## DIRECTION:
Please reproduce the data from the line with "Would you kindly point to the shop" to the line with "<point>170,217</point>", switching "distant" to "far-off" and leaving everything else unchanged.

• • • • • • •

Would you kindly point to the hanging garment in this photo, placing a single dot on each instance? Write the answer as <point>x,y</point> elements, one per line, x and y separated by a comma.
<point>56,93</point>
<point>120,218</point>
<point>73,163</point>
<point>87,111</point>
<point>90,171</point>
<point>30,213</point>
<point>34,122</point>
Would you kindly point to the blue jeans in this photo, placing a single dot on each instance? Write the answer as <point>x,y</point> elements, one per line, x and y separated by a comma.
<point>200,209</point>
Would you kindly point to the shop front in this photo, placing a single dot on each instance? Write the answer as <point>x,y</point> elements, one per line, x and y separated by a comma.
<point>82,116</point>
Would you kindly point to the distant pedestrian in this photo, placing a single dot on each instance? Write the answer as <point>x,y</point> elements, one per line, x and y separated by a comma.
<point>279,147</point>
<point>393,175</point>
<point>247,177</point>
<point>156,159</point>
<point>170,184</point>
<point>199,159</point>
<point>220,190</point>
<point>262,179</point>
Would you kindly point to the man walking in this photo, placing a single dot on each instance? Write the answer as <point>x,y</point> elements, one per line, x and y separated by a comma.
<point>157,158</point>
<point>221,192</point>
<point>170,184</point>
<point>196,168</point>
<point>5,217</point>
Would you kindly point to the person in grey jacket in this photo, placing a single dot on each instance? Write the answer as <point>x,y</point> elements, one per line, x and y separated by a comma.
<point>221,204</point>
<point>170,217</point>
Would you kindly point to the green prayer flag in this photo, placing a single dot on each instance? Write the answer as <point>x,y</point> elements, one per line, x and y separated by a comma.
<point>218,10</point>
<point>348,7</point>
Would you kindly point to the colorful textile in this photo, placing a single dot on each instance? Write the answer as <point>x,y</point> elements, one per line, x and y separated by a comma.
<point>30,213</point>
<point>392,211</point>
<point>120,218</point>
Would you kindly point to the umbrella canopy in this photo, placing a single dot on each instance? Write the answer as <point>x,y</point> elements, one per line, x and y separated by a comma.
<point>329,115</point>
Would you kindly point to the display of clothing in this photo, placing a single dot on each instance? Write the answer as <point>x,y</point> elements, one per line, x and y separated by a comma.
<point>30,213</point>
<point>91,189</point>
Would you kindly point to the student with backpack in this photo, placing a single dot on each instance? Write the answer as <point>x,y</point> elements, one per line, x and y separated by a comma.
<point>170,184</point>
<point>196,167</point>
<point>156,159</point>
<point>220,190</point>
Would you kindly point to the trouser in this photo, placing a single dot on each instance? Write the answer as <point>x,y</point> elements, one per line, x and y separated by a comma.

• • • • • • •

## OUTPUT OF THE TASK:
Would you kindly point to the shop front in this photo, placing a single dot on each instance? Write the answer as <point>x,y</point> elements, one per line, x and y separated by a comma.
<point>82,116</point>
Would you kindly point to the far-off pedestrian in this photo, placing a single dot on each instance? Write the answer as <point>x,y</point> elements, one per line, x and y separated by a comma.
<point>279,147</point>
<point>393,175</point>
<point>247,177</point>
<point>156,159</point>
<point>170,184</point>
<point>199,159</point>
<point>220,190</point>
<point>262,179</point>
Would you kindly point to the man walking in this photo, placing a single dot on each instance? Write the answer as <point>x,y</point> elements, one per line, x and y separated by a comma.
<point>157,158</point>
<point>221,192</point>
<point>170,184</point>
<point>196,168</point>
<point>5,217</point>
Would you kindly point to the person in grey jacket in this photo, placing a single dot on each instance? Write the answer as <point>x,y</point> elements, one per line, x and y separated by a comma.
<point>221,204</point>
<point>170,217</point>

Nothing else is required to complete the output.